• _Passage to read_:
= = = =

Interestingly enough, readers have found the book either hysterical, offensive, or hysterically offensive. Some have told me they couldn’t put the book done. While others have said they became physically ill and couldn’t put the book back up.
As a satirist, who could ask for anything more?
Who or what inspires your writing?
Good question. I don’t know. What doesn’t? I’d almost have to say everything around me. People are funny. What we say, how we act, what we believe. I always want to examine my fellow humans—and sometimes make fun of them. As well as myself. But what really inspires me would probably be good writing and good music. When I come across a really good writer, I don’t want to be able to write like them, but they make me want to be better. As far as music goes, if I listen to, say, a Coltrane solo, I want desperately to be able to express those kinds of emotions with the written world. If I ever come close, I could definitely hold my head up with pride.

= = = =

• _Data shown_:
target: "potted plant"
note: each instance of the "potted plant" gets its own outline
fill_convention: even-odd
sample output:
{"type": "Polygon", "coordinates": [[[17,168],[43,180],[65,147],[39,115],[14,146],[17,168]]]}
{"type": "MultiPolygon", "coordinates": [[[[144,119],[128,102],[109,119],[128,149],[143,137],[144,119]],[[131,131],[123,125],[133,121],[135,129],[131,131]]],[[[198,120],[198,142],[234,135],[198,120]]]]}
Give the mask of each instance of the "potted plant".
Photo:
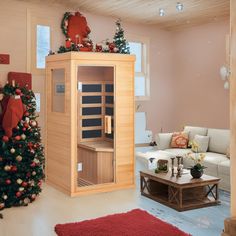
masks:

= = = =

• _Tasks_:
(a) Answer these about the satirist interview above:
(i) Which three reactions have readers had to the book?
(ii) Whose solo does the speaker mention as an example of inspiring music?
(iii) What does a really good writer make the speaker want to be?
(b) Please pick up the satirist interview after its final sentence and carry it on for a paragraph or two.

• _Answer list_:
(a)
(i) They found it hysterical, offensive, or hysterically offensive.
(ii) Coltrane's.
(iii) Better.

(b)
When did you know you would be a writer?
My mother used to make industrial films for Westinghouse—these high-quality productions touting the virtues of circuit breakers and nuclear missiles. Once, when I was 9, she took me out of school for two weeks and took me to Hollywood so I could see the process. I can’t quite remember exactly what happened during that entire trip, but it must have been monumental. I came back wanting to be called “Bill” instead of “Billy” and I wanted to become a writer. Hollywood is one powerful place.
How long did it take you to write your first novel?
I had a rough outline for Sunshine Patriots sitting around for months. Then a weird confluence of events happened: I was laid off from my job, a freak electrical storm knocked out our television, and my girlfriend at the time (my wife now) went away to Tanzania for three weeks. I had absolutely nothing else to do. I wrote the novel then.
What is the hardest part of writing for you?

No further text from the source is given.